*How to complete this task:*
Your response should consist of the data that follows, repeated in full without alteration.

*Entries supplied:*

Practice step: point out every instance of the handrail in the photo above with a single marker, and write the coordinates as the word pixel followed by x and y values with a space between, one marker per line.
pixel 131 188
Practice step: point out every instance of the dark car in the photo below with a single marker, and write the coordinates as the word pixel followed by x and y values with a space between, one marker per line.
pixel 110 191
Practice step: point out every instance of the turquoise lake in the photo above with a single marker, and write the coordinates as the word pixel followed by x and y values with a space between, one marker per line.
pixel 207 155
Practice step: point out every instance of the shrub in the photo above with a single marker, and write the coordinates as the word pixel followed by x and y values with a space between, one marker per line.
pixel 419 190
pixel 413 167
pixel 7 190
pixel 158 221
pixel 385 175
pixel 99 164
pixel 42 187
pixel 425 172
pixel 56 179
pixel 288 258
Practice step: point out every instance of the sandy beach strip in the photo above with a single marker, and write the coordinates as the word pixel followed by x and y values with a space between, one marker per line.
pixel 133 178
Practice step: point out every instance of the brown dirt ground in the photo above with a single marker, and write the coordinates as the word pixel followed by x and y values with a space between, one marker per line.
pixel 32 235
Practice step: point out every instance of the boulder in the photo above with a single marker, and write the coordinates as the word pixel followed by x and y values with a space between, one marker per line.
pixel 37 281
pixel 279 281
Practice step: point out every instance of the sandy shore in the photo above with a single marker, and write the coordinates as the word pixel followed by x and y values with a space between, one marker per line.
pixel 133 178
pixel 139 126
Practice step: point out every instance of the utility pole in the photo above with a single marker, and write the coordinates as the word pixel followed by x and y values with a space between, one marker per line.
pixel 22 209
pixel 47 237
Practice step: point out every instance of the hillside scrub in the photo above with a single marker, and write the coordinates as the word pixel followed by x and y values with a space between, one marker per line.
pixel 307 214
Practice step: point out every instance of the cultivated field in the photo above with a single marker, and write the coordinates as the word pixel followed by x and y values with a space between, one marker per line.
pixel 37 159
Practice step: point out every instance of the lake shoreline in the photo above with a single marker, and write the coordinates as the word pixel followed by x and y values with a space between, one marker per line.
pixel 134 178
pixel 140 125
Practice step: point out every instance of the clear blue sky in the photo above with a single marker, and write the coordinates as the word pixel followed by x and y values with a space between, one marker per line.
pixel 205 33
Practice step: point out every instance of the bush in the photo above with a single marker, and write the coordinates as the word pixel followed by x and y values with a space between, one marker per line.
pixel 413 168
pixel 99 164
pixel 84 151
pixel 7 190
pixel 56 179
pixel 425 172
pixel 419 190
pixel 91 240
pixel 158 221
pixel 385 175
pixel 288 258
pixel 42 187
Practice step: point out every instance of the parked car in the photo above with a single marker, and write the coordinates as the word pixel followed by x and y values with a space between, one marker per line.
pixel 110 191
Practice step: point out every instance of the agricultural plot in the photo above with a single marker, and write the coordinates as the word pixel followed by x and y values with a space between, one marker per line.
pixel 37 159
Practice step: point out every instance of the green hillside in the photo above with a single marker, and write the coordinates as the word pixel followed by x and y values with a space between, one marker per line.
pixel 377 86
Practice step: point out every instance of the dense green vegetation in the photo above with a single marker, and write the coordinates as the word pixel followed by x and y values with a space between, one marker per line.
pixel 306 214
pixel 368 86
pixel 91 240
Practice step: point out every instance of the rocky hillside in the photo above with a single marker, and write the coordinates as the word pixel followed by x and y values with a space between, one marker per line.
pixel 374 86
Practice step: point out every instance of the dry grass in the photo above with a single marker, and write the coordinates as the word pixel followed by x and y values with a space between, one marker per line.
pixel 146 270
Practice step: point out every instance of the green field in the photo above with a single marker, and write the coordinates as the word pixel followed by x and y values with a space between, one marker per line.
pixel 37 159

*Result of the exercise:*
Practice step: point out every instance of the handrail in the photo above with a single marker, and write the coordinates as the word pixel followed by x and y values with a space between, one marker per line.
pixel 131 188
Practice step: point out every instance of the dark car in the photo below with a single marker, and write the coordinates as the word pixel followed by x and y values with a space between, one marker per line.
pixel 110 191
Practice step: point out every instance of the turquoise lake in the photo above with a single marker, and write the coordinates as the word pixel followed by x and y values with a space between, one marker per line.
pixel 207 155
Practice step: point out every instance of the shrub in the photo above with a single marker, and write the coordinates as the word pixel followed by x and y values with a space between, one marker per line.
pixel 419 190
pixel 413 167
pixel 7 190
pixel 158 221
pixel 385 175
pixel 99 164
pixel 42 187
pixel 425 172
pixel 56 179
pixel 288 258
Practice step: point out every instance of the sandy beach strip in the photo above with a single marker, and write the coordinates as the word pixel followed by x and y values with a space between, one marker per line.
pixel 133 178
Practice step: point out every instance of the brown dirt ground in the photo above with a single marker, and write the coordinates as the word pixel followed by x and y values with a space between, one marker per line.
pixel 32 235
Practice step: point out every instance of the boulder in the photo above with a single marker, and write the coordinates as the word pixel followed by x and y values with a space between, one marker per line.
pixel 37 281
pixel 279 281
Practice step: point out every instance of the sandy shore in the photo above with a single marker, and write the coordinates as the word pixel followed by x and y values with a space between, one marker per line.
pixel 133 178
pixel 139 126
Practice step: point out every instance of the utility pole in the photo above with a single marker, and write the coordinates as the word pixel followed by x and y values with a space between, one marker per line.
pixel 22 209
pixel 47 237
Practice step: point out every instance of the hillside scrub in the photo above with a single marker, and write the coordinates as the word pixel followed by x and y values with a space between, one marker per line.
pixel 307 214
Practice step: point out every instance of the cultivated field in the photo above with a single marker, and write the coordinates as the word pixel followed by x and y values with a space between, one marker per line.
pixel 37 159
Practice step: point out every instance of the lake shoreline in the photo above with a single marker, and write the coordinates as the word pixel followed by x and y values with a space between, one marker per line.
pixel 134 178
pixel 140 125
Practice step: point out every instance of the clear blue sky in the photo above with a single marker, and write the coordinates as the word pixel followed by x and y values with a space between, one marker per line.
pixel 205 33
Practice step: point out every instance of the bush in the photo above with a single marker, and write the coordinates as the word pixel followed by x and y values with a space between, one marker per line.
pixel 413 168
pixel 99 164
pixel 84 151
pixel 7 190
pixel 56 179
pixel 425 172
pixel 419 190
pixel 91 240
pixel 158 221
pixel 385 175
pixel 288 258
pixel 42 187
Practice step: point out every instance of the parked car in the photo above with a single marker, and write the coordinates as the word pixel followed by x and y values with a space between, one marker per line.
pixel 110 191
Practice step: point out every instance of the agricultural plot in the photo above with a single marker, and write the coordinates as the word pixel followed by x and y values with a space between, one marker per line.
pixel 37 159
Practice step: point out every instance of the green hillside in the photo above with a single marker, and write the coordinates as the word pixel followed by x and y values with a space between, one marker per line.
pixel 377 86
Practice step: point out every instance of the dense green vegetation in the photo above with a single marker, and write the coordinates as the word pixel followed by x and y values with a space between, one marker per line.
pixel 306 214
pixel 368 86
pixel 91 240
Practice step: point out every instance of the rocky hillside in the photo above with a single marker, and write the coordinates as the word pixel followed by x and y values with a space between, one marker per line.
pixel 374 86
Practice step: point out every instance of the dry grass in the photo above with a single marker, and write the coordinates as the word pixel followed by x and y values with a space between, one marker per line.
pixel 146 270
Practice step: point out every instance of the green field in the photo above with a single marker, and write the coordinates as the word pixel followed by x and y values with a space between, one marker per line.
pixel 37 159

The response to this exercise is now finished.